● **MATERIAL**
%%

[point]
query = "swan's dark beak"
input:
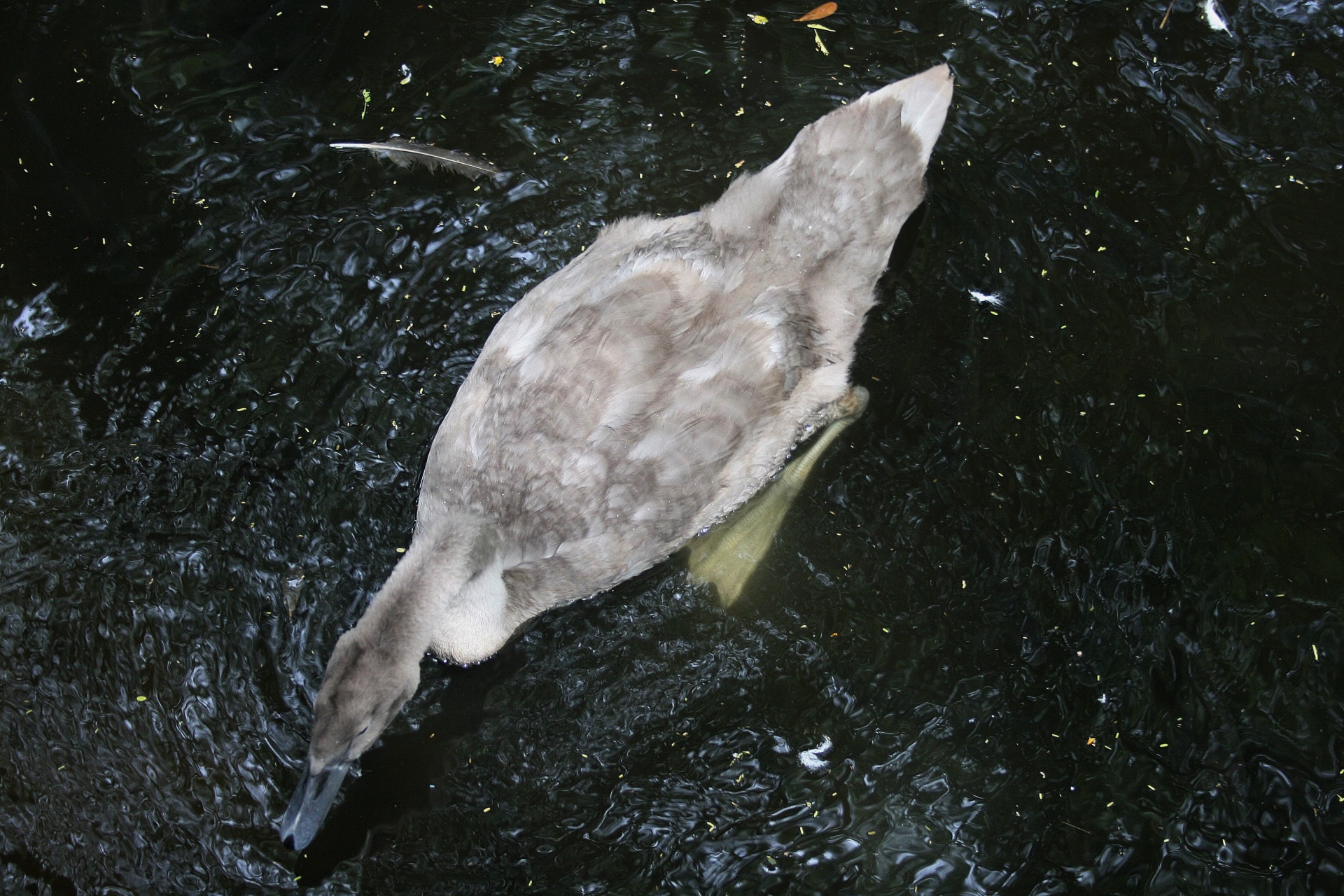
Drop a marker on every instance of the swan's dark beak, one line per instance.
(312, 801)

%%

● **ARBEITSAUFTRAG**
Gib das gesamte Material als CSV mit den beiden Spalten „text“ und „antwort“ wieder, jeweils eine Zeile mit dem Text und der zugehörigen Antwort, jedes Feld in Anführungszeichen und mit Leerzeichen statt Zeilenumbrüchen. Lass die Abbildungen dabei weg.

● **MUSTERLÖSUNG**
text,antwort
"[point] query = ""swan's dark beak"" input: Drop a marker on every instance of the swan's dark beak, one line per instance.","(312, 801)"